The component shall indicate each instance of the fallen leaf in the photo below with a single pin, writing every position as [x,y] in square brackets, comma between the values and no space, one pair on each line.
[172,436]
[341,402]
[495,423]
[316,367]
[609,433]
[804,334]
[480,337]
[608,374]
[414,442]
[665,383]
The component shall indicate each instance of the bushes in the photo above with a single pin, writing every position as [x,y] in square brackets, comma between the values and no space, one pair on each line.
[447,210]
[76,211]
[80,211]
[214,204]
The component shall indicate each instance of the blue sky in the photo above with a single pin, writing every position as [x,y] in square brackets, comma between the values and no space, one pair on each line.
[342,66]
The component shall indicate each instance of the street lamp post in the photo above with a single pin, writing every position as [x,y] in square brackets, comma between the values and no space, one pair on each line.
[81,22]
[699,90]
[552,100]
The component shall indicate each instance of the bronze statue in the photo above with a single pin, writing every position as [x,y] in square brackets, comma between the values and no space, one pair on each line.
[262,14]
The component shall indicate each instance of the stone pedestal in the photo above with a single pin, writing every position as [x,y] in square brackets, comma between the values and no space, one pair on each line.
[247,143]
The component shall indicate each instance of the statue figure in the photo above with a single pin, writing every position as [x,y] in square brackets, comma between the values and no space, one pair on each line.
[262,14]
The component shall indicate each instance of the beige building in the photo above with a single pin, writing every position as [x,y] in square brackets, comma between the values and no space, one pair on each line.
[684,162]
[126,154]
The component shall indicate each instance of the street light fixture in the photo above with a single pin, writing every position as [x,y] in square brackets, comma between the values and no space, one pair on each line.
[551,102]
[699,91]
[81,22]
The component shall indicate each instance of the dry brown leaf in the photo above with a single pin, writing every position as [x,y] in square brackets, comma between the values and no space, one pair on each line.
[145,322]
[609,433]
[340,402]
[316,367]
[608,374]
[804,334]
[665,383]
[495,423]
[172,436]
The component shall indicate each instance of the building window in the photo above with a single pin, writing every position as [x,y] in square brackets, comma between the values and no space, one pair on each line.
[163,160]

══════════════════════════════

= What you need to do =
Write out exactly the lines starting with the one that holds "The component shall indicate each instance of the statue" and running through the last line above.

= Answer to this exercise =
The component shall indicate each instance of the statue figure in the photo above with a single pin, writing every position as [x,y] in square brackets, comma between the values and no space, one pair on each line.
[262,14]
The component shall indicate each instance of the beige building in the photo above with a single pin, writing every position as [x,y] in square brackets, comma between the values and no space, one pair on each line.
[684,162]
[126,154]
The component shall indicate each instance of the street light fixture in the photo above with a single pin, writing every position as [x,y] in square brackets, comma between the values and no space, one pair on each line.
[551,102]
[699,91]
[81,22]
The component shall indicate each instance of the dry brown leaf in the photo above with a single pin, writing every position as [x,y] in square brackets, comma between the values and no space, one pair on each line.
[145,322]
[609,433]
[340,402]
[316,367]
[608,374]
[804,334]
[665,383]
[495,423]
[172,436]
The component shall indicate each instance of the building window in the photo above with a single pin, writing every position as [x,y] in square brackets, comma between the values and no space, one pair on each line.
[163,160]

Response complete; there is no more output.